Problem 1: In the biography of Gitanjali Rao, which award did Printed Rainbow win at the 2006 Mumbai International Film Festival?
Problem 2: Return the rows from the line containing "Where can you see the bare" through the last of the rows, inclusive, reproducing them without any change.

Document extract:

Gitanjali Rao (born 1972) is an Indian theatre actress, animator and  film maker.

Biography and career
Gitanjali  graduated as an applied artist from Sir. J. J. Institute of Applied Art, Mumbai, in 1994. Two animated short films independently produced and directed by her, Orange and 'Printed Rainbow'. Her debut animation short Printed Rainbow (2006) had won the Kodak Short Film Award, Small Golden Rail and the Young Critics Award  at Critics Week section at Cannes in 2006. The film has also won the Golden Conch for Best Animation Film in the 2006 Mumbai International Film Festival.

She has served in the judge's panel at various festivals including the 2011 Cannes Critic's Week short films jury. In 2013, she directed a segment in Shorts,  a compilation of five short films, along with Neeraj Ghaywan, Vasan Bala, Anubhuti Kashyap and Shlok Sharma, and produced by Anurag Kashyap.

At the 2014 Cannes Film Festival, her animated short, True Love Story was one of 10 selected short films at Critics' Week.

Provided data:

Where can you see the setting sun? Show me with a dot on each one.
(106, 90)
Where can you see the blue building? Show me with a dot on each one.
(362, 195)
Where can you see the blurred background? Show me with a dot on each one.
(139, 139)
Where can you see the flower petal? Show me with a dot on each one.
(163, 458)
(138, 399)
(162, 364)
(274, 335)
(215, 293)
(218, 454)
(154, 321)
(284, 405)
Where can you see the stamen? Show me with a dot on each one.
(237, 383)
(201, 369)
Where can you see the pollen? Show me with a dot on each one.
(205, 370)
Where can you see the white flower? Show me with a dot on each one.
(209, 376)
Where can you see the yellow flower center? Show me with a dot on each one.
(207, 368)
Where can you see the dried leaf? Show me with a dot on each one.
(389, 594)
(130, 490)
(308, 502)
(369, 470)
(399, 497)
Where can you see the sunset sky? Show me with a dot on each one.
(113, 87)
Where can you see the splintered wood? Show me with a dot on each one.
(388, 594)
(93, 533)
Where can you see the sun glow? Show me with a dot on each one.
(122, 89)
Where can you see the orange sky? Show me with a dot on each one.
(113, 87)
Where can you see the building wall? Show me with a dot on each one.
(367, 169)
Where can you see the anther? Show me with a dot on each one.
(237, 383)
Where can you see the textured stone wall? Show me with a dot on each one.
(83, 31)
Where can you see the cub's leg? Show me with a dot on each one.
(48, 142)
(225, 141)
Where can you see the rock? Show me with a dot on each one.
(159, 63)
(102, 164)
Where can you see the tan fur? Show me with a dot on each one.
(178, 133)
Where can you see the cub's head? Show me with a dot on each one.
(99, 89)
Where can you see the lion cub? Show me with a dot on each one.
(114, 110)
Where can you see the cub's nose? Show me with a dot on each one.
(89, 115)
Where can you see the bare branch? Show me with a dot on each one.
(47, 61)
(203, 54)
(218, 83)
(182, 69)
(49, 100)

Full output 1: The Golden Conch for Best Animation Film.

Full output 2:
Where can you see the bare branch? Show me with a dot on each one.
(47, 61)
(203, 54)
(218, 83)
(182, 69)
(49, 100)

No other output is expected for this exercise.